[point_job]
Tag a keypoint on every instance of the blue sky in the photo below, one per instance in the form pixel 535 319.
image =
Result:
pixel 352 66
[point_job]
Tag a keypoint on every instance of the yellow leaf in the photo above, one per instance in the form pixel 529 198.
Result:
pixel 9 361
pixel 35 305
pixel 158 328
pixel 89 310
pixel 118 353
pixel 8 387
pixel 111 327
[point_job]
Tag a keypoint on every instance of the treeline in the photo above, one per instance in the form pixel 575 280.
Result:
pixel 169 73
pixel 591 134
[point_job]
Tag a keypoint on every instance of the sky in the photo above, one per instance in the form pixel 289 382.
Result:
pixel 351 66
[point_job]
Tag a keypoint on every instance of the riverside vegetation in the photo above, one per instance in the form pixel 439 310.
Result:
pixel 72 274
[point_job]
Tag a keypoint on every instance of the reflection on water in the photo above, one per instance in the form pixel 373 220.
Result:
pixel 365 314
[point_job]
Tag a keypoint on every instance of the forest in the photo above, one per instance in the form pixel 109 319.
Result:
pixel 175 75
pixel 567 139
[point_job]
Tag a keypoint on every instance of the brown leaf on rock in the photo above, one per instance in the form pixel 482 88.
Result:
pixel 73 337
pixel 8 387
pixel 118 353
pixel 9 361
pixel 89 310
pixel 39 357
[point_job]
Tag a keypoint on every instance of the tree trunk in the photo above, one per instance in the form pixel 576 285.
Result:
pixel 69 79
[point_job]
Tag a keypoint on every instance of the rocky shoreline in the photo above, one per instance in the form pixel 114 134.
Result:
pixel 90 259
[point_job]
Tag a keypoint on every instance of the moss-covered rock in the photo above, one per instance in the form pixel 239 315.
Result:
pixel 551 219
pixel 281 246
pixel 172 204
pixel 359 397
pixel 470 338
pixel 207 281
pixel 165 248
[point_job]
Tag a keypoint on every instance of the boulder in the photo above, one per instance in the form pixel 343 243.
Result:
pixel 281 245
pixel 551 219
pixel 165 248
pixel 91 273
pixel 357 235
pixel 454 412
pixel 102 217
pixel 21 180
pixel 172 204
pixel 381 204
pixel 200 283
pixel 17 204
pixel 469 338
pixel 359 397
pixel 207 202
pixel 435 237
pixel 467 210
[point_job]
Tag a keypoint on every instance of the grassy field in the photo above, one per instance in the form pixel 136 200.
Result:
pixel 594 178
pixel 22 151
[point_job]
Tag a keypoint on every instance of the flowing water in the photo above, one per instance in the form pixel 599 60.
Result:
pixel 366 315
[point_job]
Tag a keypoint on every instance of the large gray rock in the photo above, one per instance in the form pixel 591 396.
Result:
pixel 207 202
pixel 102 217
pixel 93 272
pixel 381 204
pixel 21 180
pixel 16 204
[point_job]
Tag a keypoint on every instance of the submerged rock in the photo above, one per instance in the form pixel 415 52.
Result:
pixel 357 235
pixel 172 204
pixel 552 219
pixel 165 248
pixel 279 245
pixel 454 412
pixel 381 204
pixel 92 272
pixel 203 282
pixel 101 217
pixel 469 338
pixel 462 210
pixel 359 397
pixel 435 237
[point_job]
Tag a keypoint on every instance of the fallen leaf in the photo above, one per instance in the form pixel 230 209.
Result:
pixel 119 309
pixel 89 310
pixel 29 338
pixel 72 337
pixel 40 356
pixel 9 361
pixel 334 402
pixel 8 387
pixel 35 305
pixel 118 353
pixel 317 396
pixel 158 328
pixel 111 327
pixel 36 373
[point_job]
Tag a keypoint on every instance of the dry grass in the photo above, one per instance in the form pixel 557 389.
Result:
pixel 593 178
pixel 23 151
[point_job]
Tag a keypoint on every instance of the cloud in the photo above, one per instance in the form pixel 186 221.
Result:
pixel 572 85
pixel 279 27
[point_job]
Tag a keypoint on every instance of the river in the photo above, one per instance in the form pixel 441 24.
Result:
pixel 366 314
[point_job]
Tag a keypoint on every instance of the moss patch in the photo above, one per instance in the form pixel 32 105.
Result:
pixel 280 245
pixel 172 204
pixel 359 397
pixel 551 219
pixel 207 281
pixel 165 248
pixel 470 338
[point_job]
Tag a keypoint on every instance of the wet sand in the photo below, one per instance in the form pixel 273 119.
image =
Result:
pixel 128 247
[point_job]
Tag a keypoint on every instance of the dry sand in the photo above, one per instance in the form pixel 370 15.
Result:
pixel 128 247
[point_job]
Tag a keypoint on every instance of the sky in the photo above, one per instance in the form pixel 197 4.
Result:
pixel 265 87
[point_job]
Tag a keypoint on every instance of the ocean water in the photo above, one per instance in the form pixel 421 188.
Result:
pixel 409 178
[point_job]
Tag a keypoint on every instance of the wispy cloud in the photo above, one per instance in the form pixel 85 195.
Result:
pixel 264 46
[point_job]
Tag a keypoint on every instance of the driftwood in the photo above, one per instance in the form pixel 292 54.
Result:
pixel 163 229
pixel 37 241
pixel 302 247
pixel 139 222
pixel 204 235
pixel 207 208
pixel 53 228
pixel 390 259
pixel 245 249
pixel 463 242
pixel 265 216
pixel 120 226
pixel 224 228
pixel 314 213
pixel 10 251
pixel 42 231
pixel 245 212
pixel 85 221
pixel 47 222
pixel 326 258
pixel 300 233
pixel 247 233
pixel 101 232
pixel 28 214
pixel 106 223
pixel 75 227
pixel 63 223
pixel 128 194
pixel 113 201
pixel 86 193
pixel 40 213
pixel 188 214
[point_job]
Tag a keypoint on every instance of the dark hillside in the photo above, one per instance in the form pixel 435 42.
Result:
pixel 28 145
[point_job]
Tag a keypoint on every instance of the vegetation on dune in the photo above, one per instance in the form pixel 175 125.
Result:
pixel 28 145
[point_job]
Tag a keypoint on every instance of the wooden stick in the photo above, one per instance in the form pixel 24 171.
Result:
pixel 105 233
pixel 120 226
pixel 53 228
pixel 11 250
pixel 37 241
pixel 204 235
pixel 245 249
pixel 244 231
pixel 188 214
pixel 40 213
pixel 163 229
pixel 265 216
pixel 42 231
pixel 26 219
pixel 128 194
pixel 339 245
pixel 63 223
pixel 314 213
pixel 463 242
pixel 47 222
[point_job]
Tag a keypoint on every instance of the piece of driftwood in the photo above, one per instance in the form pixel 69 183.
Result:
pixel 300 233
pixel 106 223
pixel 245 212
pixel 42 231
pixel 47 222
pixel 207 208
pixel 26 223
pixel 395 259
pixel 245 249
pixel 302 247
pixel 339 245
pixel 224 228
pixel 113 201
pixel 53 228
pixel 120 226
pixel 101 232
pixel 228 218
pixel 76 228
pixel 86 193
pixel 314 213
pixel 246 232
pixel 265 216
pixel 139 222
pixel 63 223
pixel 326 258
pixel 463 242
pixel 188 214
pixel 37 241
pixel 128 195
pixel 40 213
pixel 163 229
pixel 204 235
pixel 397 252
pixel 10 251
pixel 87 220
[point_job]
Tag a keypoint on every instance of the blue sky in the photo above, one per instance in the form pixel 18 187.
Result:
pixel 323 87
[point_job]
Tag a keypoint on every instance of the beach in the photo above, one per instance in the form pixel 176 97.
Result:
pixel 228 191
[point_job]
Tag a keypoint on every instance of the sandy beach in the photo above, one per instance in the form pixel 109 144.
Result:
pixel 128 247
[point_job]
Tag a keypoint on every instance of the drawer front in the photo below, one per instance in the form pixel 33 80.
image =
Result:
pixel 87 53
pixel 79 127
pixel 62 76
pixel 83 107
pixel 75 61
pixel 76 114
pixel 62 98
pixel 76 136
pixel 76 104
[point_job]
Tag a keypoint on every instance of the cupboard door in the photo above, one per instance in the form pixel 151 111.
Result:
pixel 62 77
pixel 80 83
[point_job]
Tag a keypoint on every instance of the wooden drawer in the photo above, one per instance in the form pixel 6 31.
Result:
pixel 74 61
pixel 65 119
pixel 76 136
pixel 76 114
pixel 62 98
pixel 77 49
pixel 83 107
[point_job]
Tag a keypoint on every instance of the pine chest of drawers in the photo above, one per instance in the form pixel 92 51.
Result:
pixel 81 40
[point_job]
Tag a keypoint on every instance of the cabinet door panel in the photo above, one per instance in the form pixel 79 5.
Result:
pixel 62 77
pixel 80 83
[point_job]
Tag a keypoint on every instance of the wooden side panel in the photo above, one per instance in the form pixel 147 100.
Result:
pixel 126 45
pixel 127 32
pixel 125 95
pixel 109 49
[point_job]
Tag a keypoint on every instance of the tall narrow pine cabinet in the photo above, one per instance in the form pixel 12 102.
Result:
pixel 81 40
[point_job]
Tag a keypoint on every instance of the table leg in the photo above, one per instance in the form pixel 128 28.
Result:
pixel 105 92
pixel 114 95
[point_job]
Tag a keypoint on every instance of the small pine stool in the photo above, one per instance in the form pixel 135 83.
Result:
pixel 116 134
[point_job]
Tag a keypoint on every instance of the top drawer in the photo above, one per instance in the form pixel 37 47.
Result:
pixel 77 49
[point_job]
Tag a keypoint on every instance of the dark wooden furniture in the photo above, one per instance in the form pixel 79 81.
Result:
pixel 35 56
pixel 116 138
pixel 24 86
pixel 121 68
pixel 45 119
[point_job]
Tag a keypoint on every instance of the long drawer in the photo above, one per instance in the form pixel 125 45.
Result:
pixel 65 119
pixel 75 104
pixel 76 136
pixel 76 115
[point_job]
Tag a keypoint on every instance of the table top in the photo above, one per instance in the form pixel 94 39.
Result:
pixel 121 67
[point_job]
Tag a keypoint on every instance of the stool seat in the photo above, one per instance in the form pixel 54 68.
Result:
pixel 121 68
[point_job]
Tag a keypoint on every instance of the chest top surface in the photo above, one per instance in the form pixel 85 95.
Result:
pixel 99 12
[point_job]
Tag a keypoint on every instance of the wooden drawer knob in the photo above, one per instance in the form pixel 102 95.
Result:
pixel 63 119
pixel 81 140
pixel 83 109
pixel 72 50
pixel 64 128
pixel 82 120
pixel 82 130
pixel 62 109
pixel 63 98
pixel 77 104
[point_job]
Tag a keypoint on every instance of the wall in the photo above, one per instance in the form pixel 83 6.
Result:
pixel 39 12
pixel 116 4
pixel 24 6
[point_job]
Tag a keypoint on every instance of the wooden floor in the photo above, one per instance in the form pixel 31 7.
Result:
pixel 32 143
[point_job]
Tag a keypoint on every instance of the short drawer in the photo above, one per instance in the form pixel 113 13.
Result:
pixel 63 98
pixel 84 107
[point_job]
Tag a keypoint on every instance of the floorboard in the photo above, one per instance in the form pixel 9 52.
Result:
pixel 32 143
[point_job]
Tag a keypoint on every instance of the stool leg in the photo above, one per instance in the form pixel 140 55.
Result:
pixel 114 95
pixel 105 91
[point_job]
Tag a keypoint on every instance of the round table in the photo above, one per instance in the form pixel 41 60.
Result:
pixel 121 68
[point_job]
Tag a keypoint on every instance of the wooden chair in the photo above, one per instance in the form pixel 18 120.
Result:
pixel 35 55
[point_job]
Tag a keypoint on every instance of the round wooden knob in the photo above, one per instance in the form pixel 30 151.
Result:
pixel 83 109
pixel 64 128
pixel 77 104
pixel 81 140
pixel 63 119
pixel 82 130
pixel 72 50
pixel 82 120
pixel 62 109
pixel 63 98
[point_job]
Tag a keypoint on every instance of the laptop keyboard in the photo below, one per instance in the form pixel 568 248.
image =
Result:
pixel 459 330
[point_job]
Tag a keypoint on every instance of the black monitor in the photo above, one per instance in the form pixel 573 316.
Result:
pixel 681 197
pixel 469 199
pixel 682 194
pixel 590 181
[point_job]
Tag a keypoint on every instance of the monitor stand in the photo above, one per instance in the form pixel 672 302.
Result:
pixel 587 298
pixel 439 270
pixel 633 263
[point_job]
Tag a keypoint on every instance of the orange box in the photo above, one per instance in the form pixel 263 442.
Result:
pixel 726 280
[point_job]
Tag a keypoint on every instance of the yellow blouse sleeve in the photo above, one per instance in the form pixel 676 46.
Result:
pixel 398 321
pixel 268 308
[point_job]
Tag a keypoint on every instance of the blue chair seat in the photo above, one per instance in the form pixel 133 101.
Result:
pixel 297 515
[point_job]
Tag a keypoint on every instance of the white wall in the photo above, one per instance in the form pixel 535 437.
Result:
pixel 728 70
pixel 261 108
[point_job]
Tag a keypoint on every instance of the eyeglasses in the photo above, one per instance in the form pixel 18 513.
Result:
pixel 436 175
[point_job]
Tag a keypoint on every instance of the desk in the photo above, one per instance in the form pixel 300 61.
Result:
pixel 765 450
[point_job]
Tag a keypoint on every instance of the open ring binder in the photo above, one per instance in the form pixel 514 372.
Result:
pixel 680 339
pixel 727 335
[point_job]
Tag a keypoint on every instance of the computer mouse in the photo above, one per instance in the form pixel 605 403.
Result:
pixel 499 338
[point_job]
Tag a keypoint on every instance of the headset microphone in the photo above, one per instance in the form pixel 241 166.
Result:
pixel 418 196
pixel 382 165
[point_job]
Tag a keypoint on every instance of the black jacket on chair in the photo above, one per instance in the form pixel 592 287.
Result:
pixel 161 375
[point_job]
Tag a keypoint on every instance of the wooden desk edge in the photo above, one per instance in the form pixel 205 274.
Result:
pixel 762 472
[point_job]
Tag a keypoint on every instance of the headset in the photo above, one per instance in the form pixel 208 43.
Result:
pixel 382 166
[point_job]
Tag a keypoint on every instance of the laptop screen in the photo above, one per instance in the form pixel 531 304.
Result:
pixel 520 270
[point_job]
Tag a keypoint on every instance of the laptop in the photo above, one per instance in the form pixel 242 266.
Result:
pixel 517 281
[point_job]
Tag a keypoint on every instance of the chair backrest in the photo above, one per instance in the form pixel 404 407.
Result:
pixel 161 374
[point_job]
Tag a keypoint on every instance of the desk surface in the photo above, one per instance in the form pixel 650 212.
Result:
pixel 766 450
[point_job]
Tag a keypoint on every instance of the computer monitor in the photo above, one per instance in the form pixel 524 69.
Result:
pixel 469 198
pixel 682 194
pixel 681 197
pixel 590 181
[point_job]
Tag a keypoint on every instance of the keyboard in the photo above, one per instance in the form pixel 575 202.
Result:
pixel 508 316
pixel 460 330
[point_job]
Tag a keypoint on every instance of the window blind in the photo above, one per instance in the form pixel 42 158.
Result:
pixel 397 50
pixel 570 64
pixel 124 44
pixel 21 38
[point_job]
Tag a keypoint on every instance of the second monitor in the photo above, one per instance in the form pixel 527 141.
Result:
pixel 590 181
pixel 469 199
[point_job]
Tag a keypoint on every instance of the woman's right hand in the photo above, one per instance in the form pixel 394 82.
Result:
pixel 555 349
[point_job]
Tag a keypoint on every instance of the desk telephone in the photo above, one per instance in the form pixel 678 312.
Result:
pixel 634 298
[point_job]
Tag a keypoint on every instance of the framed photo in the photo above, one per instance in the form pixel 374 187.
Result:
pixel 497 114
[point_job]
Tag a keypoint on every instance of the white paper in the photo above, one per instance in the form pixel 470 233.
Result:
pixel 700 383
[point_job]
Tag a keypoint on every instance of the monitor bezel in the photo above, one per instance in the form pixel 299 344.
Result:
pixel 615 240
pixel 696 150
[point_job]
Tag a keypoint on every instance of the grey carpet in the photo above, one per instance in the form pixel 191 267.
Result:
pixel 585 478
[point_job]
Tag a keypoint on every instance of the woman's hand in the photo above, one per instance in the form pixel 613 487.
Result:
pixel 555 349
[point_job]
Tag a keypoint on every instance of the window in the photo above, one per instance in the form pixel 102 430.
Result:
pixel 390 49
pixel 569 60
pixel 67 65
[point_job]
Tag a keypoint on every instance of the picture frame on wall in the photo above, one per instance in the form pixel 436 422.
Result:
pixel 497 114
□ □ □ □ □ □ □
*Work instructions*. Look through the entries above for the word "moss". Say how many lines contain it, using only a number.

*Answer*. 2